Rewrite the rows in the stretch from the start through the line containing "[[806, 290]]", requests included, and raise every point coordinate in the answers by 144.

GIVEN INFORMATION ::
-----
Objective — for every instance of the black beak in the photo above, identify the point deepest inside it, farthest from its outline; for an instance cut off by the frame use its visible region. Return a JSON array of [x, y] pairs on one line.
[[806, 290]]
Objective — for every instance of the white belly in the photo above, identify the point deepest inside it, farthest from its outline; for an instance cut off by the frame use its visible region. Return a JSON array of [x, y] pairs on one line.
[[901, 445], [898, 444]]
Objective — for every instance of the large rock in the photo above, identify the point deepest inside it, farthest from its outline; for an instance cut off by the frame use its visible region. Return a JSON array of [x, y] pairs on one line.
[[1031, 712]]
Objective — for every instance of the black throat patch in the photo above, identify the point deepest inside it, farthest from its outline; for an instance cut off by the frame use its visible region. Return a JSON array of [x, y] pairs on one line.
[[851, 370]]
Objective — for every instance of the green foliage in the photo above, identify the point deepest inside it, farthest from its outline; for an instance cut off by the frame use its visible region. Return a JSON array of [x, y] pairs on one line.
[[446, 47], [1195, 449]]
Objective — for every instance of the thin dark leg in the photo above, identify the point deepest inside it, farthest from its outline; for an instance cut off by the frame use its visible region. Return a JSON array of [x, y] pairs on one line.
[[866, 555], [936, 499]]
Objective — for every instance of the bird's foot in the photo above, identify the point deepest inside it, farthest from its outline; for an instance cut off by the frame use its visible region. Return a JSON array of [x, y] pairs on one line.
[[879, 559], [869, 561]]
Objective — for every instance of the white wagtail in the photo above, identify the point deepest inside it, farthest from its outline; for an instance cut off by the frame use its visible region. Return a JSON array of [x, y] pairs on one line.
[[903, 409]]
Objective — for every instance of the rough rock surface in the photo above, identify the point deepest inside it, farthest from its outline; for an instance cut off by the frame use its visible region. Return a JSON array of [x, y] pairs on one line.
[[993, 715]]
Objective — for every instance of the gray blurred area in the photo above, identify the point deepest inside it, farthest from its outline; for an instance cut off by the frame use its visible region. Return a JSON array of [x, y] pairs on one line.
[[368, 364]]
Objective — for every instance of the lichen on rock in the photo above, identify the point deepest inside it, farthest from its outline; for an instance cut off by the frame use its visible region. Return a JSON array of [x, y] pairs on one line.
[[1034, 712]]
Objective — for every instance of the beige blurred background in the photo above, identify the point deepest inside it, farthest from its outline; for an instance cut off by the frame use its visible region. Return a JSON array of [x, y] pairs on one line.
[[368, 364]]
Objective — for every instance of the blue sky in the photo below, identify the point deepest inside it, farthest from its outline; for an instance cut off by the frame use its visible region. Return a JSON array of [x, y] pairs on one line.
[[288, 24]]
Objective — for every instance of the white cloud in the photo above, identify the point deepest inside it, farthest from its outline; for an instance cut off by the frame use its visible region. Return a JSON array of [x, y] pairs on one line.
-----
EXERCISE ANSWER ::
Objective — for every instance of the black beak in the photo above, identify the point deepest inside it, farthest from its outline; for an instance cut off by the frame use its visible region. Return a JSON array of [x, y] pairs on one line.
[[950, 434]]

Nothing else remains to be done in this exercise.